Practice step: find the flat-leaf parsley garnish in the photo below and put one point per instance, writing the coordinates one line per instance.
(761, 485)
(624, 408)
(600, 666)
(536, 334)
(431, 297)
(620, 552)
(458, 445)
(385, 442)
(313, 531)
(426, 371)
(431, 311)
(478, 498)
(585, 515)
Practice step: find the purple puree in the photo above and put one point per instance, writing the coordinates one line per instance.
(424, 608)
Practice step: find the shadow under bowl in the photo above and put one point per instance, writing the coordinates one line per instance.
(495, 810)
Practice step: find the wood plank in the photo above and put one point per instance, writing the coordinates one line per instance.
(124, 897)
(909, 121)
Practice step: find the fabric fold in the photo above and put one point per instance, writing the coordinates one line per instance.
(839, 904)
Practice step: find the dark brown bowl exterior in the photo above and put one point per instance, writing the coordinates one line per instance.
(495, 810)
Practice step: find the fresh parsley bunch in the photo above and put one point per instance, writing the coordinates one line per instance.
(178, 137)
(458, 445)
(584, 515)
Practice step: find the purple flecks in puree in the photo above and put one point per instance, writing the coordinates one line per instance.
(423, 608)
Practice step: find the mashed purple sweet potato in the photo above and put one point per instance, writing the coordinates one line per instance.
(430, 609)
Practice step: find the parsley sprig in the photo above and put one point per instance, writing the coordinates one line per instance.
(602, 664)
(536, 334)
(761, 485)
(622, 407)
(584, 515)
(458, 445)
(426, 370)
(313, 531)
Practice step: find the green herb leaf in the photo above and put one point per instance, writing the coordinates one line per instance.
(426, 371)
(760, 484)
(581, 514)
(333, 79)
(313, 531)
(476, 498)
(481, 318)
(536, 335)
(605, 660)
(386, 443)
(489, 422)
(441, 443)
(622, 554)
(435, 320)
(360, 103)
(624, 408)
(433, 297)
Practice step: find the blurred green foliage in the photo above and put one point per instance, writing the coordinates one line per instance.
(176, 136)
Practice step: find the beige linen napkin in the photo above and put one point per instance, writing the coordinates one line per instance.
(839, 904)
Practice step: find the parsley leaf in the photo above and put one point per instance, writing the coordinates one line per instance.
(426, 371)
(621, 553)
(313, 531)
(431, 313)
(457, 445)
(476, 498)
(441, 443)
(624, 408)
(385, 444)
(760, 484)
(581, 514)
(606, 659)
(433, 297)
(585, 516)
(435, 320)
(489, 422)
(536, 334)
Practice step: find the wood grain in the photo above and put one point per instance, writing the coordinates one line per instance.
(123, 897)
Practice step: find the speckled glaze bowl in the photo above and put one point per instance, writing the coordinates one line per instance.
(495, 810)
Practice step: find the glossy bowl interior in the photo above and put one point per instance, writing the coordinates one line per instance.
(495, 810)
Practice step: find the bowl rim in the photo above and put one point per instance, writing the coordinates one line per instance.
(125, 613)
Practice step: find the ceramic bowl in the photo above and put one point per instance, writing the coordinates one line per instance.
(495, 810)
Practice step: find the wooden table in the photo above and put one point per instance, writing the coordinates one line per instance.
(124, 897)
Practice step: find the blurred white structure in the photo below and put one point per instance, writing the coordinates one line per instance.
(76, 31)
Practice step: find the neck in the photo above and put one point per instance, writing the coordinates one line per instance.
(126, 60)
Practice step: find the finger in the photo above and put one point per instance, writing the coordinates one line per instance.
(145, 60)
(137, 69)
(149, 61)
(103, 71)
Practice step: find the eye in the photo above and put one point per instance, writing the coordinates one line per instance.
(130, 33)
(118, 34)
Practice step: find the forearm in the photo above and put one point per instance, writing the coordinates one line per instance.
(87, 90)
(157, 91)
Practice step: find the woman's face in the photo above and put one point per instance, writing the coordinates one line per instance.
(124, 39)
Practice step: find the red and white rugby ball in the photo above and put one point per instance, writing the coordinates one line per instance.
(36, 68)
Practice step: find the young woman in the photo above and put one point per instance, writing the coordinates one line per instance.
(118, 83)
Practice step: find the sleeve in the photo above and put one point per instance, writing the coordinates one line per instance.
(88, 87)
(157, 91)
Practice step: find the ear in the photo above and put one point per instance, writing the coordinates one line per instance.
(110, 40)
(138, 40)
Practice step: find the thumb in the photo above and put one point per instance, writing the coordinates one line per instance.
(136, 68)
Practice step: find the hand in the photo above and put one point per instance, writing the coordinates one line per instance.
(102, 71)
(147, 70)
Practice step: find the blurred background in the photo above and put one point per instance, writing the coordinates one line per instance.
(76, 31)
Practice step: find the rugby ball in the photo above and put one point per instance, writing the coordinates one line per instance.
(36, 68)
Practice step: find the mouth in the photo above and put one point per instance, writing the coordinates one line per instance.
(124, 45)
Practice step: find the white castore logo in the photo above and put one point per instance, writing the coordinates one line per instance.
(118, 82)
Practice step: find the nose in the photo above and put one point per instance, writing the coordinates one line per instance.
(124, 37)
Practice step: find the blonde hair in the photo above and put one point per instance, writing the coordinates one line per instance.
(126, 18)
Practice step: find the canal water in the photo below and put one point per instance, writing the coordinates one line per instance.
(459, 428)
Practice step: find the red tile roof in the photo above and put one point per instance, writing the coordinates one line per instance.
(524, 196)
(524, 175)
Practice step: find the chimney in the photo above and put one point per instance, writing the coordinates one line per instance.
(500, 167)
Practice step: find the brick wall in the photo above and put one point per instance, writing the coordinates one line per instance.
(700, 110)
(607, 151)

****************

TASK DETAILS: Write out only the lines from the one containing "Practice step: find the rugby" through the end of the listing above, exactly as they stand.

REPLY TO THE EXERCISE:
Practice step: find the rugby ball in the photo above and put one point per instance, writing the coordinates one line per instance.
(36, 68)
Practice step: find the mouth in the photo above and put one point per instance, writing the coordinates one line per instance.
(124, 45)
Practice step: find the white castore logo in the photo above and put one point per instance, writing the coordinates one line per instance.
(118, 82)
Practice step: find the nose in the photo above and put one point per instance, writing the coordinates one line per instance.
(124, 37)
Practice step: find the blonde hair in the photo above and put one point per instance, writing the coordinates one line per instance.
(126, 18)
Practice step: find the canal water in the photo below and put one point per instance, writing the coordinates one line per instance.
(459, 428)
Practice step: find the red tile roof in the photo above and put one point per instance, writing the coordinates one line per instance.
(524, 196)
(524, 175)
Practice step: find the chimney in the photo above and put one point per instance, writing the coordinates one line per instance.
(500, 167)
Practice step: find the brick wall in the photo above and put one point per instance, writing the coordinates one line per instance.
(700, 110)
(607, 151)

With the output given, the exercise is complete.